How to complete this task |
Apart from the pictures, every entry below must be given again exactly.

===== Dataset excerpts

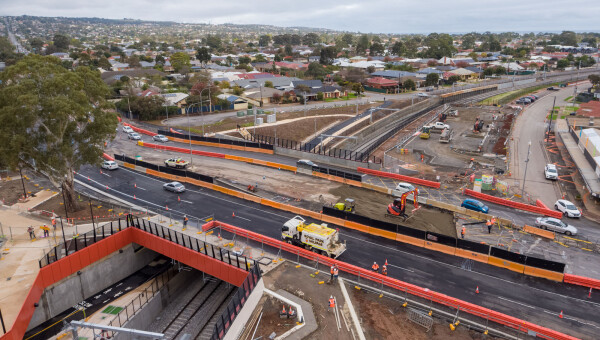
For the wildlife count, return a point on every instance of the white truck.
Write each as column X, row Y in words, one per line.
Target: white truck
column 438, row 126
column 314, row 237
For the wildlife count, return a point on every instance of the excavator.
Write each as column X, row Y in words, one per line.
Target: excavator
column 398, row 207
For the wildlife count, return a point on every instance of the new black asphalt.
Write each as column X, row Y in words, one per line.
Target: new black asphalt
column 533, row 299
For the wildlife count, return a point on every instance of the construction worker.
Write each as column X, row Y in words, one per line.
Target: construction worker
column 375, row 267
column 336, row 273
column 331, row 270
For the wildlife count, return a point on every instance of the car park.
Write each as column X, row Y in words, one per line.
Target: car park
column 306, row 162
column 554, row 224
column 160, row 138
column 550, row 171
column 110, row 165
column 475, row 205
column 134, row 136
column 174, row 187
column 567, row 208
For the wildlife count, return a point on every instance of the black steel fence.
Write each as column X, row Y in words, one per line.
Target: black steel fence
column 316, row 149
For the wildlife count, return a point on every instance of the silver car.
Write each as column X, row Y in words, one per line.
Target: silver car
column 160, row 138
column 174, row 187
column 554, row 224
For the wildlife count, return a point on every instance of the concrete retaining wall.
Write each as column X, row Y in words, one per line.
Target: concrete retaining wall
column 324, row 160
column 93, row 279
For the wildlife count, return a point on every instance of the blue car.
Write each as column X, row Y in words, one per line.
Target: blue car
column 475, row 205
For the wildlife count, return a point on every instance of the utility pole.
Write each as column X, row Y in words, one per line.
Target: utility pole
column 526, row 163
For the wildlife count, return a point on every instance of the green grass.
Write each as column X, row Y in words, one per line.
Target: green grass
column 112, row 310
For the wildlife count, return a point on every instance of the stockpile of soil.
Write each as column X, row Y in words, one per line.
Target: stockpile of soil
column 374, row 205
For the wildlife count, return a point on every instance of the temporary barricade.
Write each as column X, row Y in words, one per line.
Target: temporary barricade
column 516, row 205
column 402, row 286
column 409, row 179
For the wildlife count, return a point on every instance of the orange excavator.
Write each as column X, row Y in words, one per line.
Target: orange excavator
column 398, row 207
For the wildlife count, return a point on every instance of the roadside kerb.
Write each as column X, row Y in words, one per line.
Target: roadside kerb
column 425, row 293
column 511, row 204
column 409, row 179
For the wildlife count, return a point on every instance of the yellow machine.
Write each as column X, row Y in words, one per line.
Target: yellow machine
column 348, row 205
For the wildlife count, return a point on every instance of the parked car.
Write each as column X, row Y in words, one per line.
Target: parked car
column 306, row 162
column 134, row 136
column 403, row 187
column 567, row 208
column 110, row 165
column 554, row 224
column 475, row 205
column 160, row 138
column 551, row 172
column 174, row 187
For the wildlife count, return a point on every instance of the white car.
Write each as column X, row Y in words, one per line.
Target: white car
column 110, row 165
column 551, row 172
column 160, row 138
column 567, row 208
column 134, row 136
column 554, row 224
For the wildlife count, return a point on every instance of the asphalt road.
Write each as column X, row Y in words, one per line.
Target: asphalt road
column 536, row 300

==========

Problem solution |
For the wildlife count, return a point on every instance of the white truck.
Write each as column X, row Y in words, one per line.
Target: white truck
column 438, row 126
column 314, row 237
For the wildlife count, return a point on every instance of the excavator.
Write each as column X, row Y in words, one per line.
Target: excavator
column 398, row 207
For the wildlife count, return a point on every instance of the new black asphalt.
Write each as column X, row Y in words, one per line.
Target: new black asphalt
column 533, row 299
For the wildlife count, return a point on every instance of the construction worker.
Write each as column X, row Y in words, one per line.
Target: construction worker
column 375, row 267
column 336, row 273
column 331, row 270
For the wildlife count, return a point on every instance of the car park.
Write each as column X, row Y in words, one per line.
Target: car park
column 306, row 162
column 554, row 224
column 160, row 138
column 550, row 171
column 110, row 165
column 475, row 205
column 134, row 136
column 174, row 187
column 567, row 208
For the wildlife count, return a point on every instance of the black steel fence.
Write each as column X, row Y in words, one per line.
Target: black steel fence
column 316, row 149
For the wildlife count, return a point on every instance of the silver car.
Write each as column X, row Y in words, one per line.
Target: silver car
column 160, row 138
column 174, row 187
column 554, row 224
For the wildlife count, return a point on every instance of the concrete retaining wall.
Write each as column X, row Y in words, one per line.
Target: concrete retaining wall
column 324, row 160
column 93, row 279
For the wildlife count, return a point on every instance of the blue car.
Write each as column X, row Y in words, one per line.
Target: blue car
column 475, row 205
For the wildlife count, return a point on every instance of the utility pole.
Write each as column X, row Y in words, one per line.
Target: utility pole
column 526, row 163
For the wildlife count, return a point on every instance of the green grass.
Write each as column X, row Y in words, one per line.
Target: green grass
column 112, row 310
For the wildlife count, return a point on every instance of the stockpile of soil.
Write each as column X, row Y in words, one per line.
Target: stockpile of soil
column 374, row 205
For the wildlife count, return a point on every instance of the temporary barricade.
Write each as column X, row Y in words, one per line.
Target: temporary barricade
column 516, row 205
column 402, row 286
column 409, row 179
For the wildlife count, return a point on every instance of the orange excavator.
Write each as column X, row Y in words, one per line.
Target: orange excavator
column 398, row 207
For the wildlife count, return a point on every instance of the roadside kerb.
Write each as column X, row Y in words, one per line.
Target: roadside kerb
column 425, row 293
column 511, row 204
column 409, row 179
For the wildlife count, return a point on every instance of the yellow machine.
Write each as column X, row Y in words, one per line.
Target: yellow machine
column 348, row 205
For the wildlife count, return a point on every instance of the parked car.
Write each as column X, row Y in words, one per line.
Target: parked car
column 306, row 162
column 134, row 136
column 403, row 187
column 567, row 208
column 110, row 165
column 554, row 224
column 475, row 205
column 160, row 138
column 551, row 172
column 174, row 187
For the wildlife count, return a point on every instance of the white car.
Write each as column X, row Y in words, one per line.
Target: white car
column 110, row 165
column 551, row 172
column 160, row 138
column 567, row 208
column 134, row 136
column 554, row 224
For the wildlife count, return a point on every instance of the asphalt road.
Write each as column X, row Y in words, one per line.
Target: asphalt road
column 536, row 300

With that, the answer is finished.